- _Excerpt provided_
******************************
So i have been working on this problem but i can't seem to figure it out.
$$\frac{e - h/100}{e-h}$$
$e$ is a big number, but it doesn't really matter what it is (it's $2^{52}$), and $h$ is a random number between $0$ and $e-1$ inclusive.
A.) What i want is if $h$ is halfway through its range ($h=e*0.5$) the outcome to be $2$ but instead it gives me $(e-e*0.5/100)/(e-0.5*e)=1.99$. Same goes for if $h$ is $1/4$ through its range for example. I get $1.33$ when i want it to be $1+1/3$. Then I want to adjust the calculation from being $0$ off when $h$ is at its minimum $0$ to being 1% off when $h$ is at its maximum. What would i have to change on the formula above to achieve this?
B.) What would i have to do to get a formula which is always 2% off and doesn't scale like the one 1 have? E.g. In this case i'd want the result to be $1.96$ for $e*0.5$ and $1.306667$ for $e*0.25$.
******************************
- _Entries_
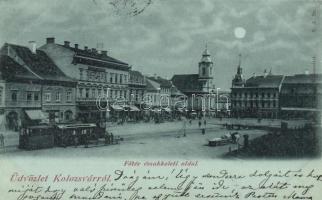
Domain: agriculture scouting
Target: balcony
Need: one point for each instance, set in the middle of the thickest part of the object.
(23, 103)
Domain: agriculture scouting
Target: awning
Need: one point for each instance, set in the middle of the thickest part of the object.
(134, 108)
(167, 109)
(301, 109)
(117, 107)
(35, 114)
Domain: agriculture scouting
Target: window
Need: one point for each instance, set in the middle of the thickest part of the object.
(99, 92)
(81, 74)
(29, 96)
(0, 95)
(14, 95)
(69, 96)
(36, 96)
(47, 97)
(87, 93)
(57, 97)
(93, 93)
(81, 92)
(111, 77)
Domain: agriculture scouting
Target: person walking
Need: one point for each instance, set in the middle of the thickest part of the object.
(112, 138)
(75, 139)
(2, 141)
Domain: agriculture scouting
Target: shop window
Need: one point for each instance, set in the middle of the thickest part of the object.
(47, 97)
(36, 96)
(69, 96)
(58, 96)
(29, 96)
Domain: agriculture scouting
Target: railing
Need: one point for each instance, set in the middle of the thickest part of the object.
(24, 103)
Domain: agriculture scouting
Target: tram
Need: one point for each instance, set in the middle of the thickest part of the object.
(78, 134)
(37, 137)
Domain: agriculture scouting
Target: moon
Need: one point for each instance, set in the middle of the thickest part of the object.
(240, 32)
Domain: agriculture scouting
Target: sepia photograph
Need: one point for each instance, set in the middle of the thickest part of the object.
(161, 78)
(160, 99)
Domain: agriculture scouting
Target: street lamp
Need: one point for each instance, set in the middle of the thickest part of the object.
(217, 95)
(226, 101)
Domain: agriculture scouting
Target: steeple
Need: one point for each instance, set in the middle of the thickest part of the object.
(238, 80)
(206, 55)
(205, 71)
(239, 69)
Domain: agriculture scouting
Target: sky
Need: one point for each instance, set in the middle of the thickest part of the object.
(169, 36)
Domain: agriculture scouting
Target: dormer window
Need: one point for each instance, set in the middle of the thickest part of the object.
(203, 71)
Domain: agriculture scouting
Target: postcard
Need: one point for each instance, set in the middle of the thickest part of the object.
(160, 99)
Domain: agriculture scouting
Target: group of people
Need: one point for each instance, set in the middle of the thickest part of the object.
(2, 141)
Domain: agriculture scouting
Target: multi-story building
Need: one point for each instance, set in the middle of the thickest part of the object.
(301, 96)
(258, 96)
(153, 94)
(97, 74)
(165, 87)
(33, 89)
(137, 87)
(197, 87)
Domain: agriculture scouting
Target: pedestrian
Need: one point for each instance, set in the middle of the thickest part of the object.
(2, 141)
(75, 138)
(85, 138)
(112, 138)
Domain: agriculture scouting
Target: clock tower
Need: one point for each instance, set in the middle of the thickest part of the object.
(205, 75)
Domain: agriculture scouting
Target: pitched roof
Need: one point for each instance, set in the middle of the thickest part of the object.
(11, 70)
(186, 82)
(135, 73)
(40, 64)
(163, 82)
(90, 57)
(93, 54)
(269, 81)
(303, 79)
(150, 86)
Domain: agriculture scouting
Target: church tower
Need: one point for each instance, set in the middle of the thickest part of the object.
(239, 80)
(206, 71)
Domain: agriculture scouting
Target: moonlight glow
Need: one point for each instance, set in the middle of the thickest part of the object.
(240, 32)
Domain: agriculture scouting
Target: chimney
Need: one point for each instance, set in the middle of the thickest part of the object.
(306, 72)
(50, 40)
(33, 46)
(66, 43)
(265, 73)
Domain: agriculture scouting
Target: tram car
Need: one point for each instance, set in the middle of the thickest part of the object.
(78, 134)
(37, 137)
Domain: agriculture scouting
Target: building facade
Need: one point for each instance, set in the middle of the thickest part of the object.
(97, 74)
(198, 88)
(137, 87)
(29, 78)
(301, 96)
(258, 96)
******************************
- _What the exercise asks_
Copy the entire forum post about adjusting the formula, word for word.

- _Expected output_
So i have been working on this problem but i can't seem to figure it out.
$$\frac{e - h/100}{e-h}$$
$e$ is a big number, but it doesn't really matter what it is (it's $2^{52}$), and $h$ is a random number between $0$ and $e-1$ inclusive.
A.) What i want is if $h$ is halfway through its range ($h=e*0.5$) the outcome to be $2$ but instead it gives me $(e-e*0.5/100)/(e-0.5*e)=1.99$. Same goes for if $h$ is $1/4$ through its range for example. I get $1.33$ when i want it to be $1+1/3$. Then I want to adjust the calculation from being $0$ off when $h$ is at its minimum $0$ to being 1% off when $h$ is at its maximum. What would i have to change on the formula above to achieve this?
B.) What would i have to do to get a formula which is always 2% off and doesn't scale like the one 1 have? E.g. In this case i'd want the result to be $1.96$ for $e*0.5$ and $1.306667$ for $e*0.25$.